• STATED PROBLEM: Could you carry the talk on self reflection below further, picking up after its last line?

• SOURCE EXCERPT:
▬▬▬▬▬▬▬▬▬▬
Advaita Post #11-14 ---

Volume 11 no.14 (September 16, 2010)


--- So then you're no longer on the level of response, but on that of non-duality --


 

Dawning enlightenment (Schiermonnikoog, August 2010)


Self Meditation - Part 3: Self reflection

From a talk on May 12, 2010 Gouda

See what that is: your clear consciousness through which you are internally aware of yourself without distance.

Of course, in the West there is also an awareness of reflexive consciousness. They say that it's the point in which people differ from animals. Animals also have consciousness. But people have something extra and that is the reflexive consciousness. Through it they don't completely merge with themselves. Because you are reflexively conscious, you can be critical of yourself, you can say: just look at what you do, and: now just do it somewhat differently. It's also the basis of conscious morality.

The difference with the Eastern approach is that the reflexive movement in the West is not pushed far enough so that a nondual openness arises. There remains the duality of the person who is reflexively aware.

But of course it's good for people to practice reflexivity. Most people don't come to a good reflexivity and remain uncritical in regard to themselves. It would be nice if people would be more self-reflexive, more aware of themselves. To a certain extent that's always the case, but you see the differences. In self-reflexive consciousness you see that nothing is taken for granted any more, that you can go one way or you can go the other. That's the basis of your notion: I'm free to choose. It's all part of the personal situation of people who are by definition self-reflexive. There are always alternatives. You can always say 'no' to an existing condition.

In some schools don't they call that pre-reflexive, in contrast to the reflexive behaviour of animals?

That's a very different use of the word reflexive. You're talking about reflexes. In a reflex movement the nerve impulses are bounced back to the muscles through the spinal cord. This is about the bouncing back or reflection of images in consciousness.

In those schools, isn't also the transpersonal important, in contrast to the ego reactions as reflexes? Isn't that the so called pre-reflexive?

Then you are talking about reflexes in a broad sense, namely the fixed patterns of thinking and feeling of an 'I'-person who gives a fixed response to particular stimuli. Then you define the transpersonal as pre-reflexive in the sense that no established patterns are followed, that behaviour is spontaneous. Still then you must also speak about consciousness, because the difference between the spontaneous and natural reactions of animals is that the human situation is characterized by consciousness. In some schools which strongly emphasize the spontaneous, consciousness is pretty much gone. Then they want to have the innocence of nature back again, but ordinarily that's not possible. We can no longer live like animals.

I have another question about that reflexive consciousness. Many people don't really have it and I see that I have difficulty with that.  So in the encounter I have the tendency to resist. But shouldn't you then just step out of the situation? I notice that I become too involved in the struggle.
▬▬▬▬▬▬▬▬▬▬
• DATA LINES:
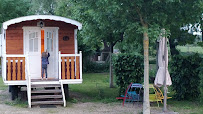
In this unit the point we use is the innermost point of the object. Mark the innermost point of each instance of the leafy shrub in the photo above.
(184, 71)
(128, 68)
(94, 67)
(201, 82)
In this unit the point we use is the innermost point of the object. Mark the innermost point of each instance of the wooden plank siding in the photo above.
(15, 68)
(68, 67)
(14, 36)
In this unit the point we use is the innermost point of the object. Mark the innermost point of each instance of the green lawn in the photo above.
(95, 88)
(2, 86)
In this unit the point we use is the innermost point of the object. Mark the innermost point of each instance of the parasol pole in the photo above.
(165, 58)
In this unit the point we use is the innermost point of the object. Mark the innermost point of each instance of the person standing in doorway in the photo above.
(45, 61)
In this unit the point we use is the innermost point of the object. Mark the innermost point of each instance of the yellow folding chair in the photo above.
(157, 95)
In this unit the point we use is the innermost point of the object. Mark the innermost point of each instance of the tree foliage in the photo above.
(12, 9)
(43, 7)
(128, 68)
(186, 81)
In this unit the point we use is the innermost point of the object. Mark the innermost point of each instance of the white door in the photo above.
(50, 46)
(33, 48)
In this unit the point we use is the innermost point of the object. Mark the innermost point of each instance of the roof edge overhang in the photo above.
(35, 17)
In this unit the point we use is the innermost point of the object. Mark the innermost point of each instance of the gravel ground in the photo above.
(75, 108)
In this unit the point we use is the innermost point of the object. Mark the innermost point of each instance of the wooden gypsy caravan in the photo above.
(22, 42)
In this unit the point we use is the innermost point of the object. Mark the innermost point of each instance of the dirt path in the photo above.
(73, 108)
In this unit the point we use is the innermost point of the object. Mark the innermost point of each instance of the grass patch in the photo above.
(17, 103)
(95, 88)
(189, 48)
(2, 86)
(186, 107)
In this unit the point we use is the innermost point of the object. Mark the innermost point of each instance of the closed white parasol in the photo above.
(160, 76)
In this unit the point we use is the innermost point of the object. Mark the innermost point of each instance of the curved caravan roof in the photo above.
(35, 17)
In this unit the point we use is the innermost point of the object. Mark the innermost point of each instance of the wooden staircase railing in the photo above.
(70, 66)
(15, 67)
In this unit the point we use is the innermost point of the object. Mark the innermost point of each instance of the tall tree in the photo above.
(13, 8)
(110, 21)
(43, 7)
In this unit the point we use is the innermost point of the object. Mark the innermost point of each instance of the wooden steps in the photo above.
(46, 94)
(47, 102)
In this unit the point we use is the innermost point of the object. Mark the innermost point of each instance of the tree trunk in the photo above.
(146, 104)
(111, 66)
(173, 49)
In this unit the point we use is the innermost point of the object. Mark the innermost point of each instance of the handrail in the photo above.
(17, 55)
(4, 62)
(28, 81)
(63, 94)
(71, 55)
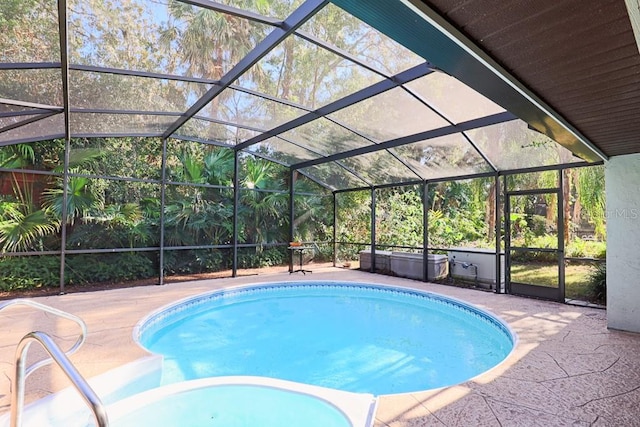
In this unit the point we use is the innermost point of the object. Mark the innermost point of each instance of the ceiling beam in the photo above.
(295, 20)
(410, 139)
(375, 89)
▬▬▬▬▬▬▬▬▬▬
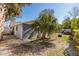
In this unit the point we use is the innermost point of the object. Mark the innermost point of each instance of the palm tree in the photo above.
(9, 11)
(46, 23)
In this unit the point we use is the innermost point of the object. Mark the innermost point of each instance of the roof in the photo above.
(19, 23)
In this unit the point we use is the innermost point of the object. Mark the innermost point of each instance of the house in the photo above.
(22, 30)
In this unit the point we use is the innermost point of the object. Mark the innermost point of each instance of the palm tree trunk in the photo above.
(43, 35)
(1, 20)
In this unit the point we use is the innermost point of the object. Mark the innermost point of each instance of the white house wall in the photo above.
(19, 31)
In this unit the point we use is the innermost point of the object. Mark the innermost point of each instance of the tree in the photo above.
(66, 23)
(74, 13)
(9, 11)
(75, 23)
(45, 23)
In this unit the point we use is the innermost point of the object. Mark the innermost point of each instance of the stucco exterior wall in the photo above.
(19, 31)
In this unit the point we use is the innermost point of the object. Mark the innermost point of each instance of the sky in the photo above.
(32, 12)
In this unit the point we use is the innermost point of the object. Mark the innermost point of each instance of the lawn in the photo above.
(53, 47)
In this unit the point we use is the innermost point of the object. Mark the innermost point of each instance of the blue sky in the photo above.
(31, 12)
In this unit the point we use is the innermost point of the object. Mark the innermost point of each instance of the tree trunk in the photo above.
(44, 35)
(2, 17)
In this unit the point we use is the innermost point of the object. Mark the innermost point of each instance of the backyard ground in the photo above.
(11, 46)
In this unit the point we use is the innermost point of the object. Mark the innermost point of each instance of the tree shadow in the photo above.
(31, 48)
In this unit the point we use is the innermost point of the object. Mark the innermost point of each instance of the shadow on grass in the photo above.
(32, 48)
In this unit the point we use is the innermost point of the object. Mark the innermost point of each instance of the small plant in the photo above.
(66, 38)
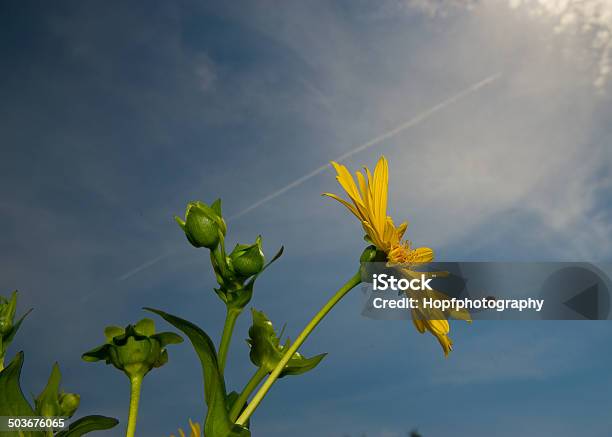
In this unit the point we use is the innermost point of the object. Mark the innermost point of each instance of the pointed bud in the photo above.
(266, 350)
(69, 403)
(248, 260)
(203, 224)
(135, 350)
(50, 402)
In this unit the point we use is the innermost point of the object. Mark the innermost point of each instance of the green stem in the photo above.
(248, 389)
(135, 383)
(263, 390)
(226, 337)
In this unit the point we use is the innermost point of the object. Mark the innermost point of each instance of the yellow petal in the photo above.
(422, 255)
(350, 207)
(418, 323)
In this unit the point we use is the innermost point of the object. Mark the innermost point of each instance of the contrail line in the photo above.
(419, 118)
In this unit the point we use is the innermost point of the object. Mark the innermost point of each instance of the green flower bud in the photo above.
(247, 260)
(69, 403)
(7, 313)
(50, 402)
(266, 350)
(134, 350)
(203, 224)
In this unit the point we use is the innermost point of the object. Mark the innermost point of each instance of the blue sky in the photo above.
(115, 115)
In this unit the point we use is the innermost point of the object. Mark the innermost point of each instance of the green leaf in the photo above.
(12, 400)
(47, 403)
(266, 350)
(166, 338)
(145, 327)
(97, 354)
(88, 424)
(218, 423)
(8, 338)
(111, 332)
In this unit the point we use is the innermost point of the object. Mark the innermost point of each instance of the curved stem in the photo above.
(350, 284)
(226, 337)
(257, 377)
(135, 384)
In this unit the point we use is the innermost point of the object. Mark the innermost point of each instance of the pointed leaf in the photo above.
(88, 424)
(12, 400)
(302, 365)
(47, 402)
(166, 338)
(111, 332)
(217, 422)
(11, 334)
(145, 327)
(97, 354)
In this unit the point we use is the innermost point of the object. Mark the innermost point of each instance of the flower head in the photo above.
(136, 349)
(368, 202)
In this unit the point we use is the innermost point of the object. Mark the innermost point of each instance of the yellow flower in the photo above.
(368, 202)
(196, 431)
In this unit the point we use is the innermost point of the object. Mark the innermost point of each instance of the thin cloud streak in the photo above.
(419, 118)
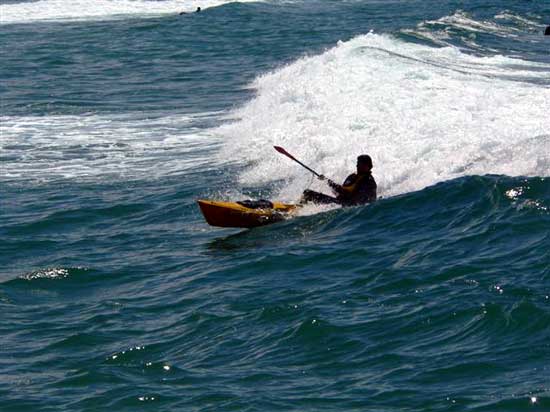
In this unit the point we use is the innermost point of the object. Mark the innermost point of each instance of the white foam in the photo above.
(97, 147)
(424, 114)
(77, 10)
▬▬▬▬▬▬▬▬▬▬
• RESULT OF THE TASK:
First go back to watching your own situation, where you have recognized something of the clear awareness of your own consciousness. When you really enter into it, you see that something else happens, that you open up. Then that is somewhat different than what you experience with others just because they display less clarity. No, first let it open up and follow the path of aware insight all the way… Otherwise you get dualistic reactions: no, I don't want that, or that's not for me anymore. Return to the most important, the continuous development of yourself. Leave the rest as it is. The most important thing is to return to yourself as clear being-awareness. If you really do that, continually back, continually back, continually back, to the core in which the clarity is incredibly strong: then you find that yourself and everything becomes completely open. So then you're no longer on the level of reactions, but on that of the non-duality.

Thich Nhat Hanh writes about the Thai boat hijackers who rob Vietnamese boat people, without judging them. He shows that the Thai boat hijackers are also driven by hunger and destruction of their cultural background, like now with the Somali boat hijackers.

Yes, you come to see this background and that mechanism more and more clearly. Everyone is in a situation where he can hardly do anything other than what he does. So you see the limitations and suffering of one group as well as the limitations and suffering of the other group. These things naturally come into the light when you return to the core of your self-being.

And what is the consequence? Seeing the relationship between cause and effect, the mutual dependency and the mutual existence of all is the recognition of non-duality in the world. But how far does the recognition of the non duality of yourself and world go? It should go beyond the state of compassion. Therefore, stay with the most important: turning back to the core of yourself and everything as non-dual openness.

A warm greeting,

Douwe Tiemersma


Er is geen tweeheid

als je ontspannen bent
in zelf-bewustzijn
is dat duidelijk.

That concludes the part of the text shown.